## Text shown
-- Opening Marker --
Thursday, September 2, 2010

Recommended Reading: Alan Watts

November 1, 2007 by Al Link  
Filed under Recommended Reading

Recommended Reading: A Spiritual Reading List
Selected Authors

Alan Watts

 
For more than forty years, Alan Watts earned a reputation as the most authoritative and insightful interpreter of Eastern philosophies for Western readers. Watts has such a unique way with words that you might feel as if you were reading your own thoughts. Author of more than twenty-five books (everyone a gem to read), he was an editor, Anglican priest, graduate dean, broadcaster, lecturer, and entertainer. He held fellowships from Harvard University and the Bollinger Foundation and was Episcopal Chaplain at Northwestern University during the Second World War.
 
He became professor and dean of the American Academy of Asian Studies in San Francisco, created the series “Eastern Wisdom and Modern Life” for National Educational Television, and served as a visiting consultant for psychiatric institutions, hospitals, and the United States Air Force. He traveled widely, including such countries as Japan, Burma, Ceylon, and India. Watts died in 1973.
-- Closing Marker --
## Data to examine
-- Opening Marker --
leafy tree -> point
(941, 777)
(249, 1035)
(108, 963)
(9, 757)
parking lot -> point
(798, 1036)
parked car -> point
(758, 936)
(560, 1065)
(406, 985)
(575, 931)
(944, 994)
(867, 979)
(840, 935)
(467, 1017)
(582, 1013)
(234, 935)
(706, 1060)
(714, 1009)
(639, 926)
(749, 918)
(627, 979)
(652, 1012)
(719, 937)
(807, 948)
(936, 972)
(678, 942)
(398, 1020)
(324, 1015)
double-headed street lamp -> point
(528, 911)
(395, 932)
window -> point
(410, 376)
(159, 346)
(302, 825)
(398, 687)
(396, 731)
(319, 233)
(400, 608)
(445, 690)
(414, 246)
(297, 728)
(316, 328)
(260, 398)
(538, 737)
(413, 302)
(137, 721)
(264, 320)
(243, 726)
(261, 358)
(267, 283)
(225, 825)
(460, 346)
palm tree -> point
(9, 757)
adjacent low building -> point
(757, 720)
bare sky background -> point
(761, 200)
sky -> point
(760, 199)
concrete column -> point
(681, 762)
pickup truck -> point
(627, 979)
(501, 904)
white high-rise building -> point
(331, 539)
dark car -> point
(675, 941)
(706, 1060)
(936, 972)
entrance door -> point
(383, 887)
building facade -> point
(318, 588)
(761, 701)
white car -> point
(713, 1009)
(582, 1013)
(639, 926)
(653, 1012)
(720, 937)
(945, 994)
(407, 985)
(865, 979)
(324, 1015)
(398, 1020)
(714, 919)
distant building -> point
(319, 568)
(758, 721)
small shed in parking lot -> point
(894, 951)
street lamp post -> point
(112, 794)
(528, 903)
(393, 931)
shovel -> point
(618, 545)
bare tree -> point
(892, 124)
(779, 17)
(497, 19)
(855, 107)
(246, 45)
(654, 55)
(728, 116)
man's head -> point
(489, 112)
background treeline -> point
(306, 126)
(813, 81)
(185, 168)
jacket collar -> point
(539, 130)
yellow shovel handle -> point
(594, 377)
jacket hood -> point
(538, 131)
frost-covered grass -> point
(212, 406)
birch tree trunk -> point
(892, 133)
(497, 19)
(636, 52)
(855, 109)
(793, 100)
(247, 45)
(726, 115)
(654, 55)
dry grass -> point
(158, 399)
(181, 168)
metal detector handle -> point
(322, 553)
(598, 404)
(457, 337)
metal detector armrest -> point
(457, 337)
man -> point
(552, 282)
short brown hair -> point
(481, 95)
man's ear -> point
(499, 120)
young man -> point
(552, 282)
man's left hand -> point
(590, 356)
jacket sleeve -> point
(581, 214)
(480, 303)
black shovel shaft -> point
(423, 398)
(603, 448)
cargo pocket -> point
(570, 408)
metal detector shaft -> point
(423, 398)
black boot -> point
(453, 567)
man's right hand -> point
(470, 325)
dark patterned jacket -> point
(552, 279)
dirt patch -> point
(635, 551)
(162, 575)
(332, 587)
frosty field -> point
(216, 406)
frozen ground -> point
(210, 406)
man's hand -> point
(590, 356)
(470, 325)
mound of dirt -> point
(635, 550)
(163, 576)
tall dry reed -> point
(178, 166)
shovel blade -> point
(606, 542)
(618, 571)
-- Closing Marker --
## Activity A
Answer these from the Alan Watts text:
(i) How many books did Watts write?
(ii) At which university was he Episcopal Chaplain during the Second World War?
(iii) What series did he create for National Educational Television?
## Activity B
Sum up the Alan Watts text in two sentences.
None of the data above is needed for what comes next.

## Exercise answer A
(i) More than twenty-five.
(ii) Northwestern University.
(iii) "Eastern Wisdom and Modern Life."

## Exercise answer B
For more than forty years, Alan Watts was known as a leading interpreter of Eastern philosophies for Western readers, and he wrote more than twenty-five books while also working as an editor, Anglican priest, graduate dean, broadcaster, lecturer, and entertainer. He became professor and dean of the American Academy of Asian Studies in San Francisco, created a television series, consulted for psychiatric institutions, hospitals, and the United States Air Force, traveled widely, and died in 1973.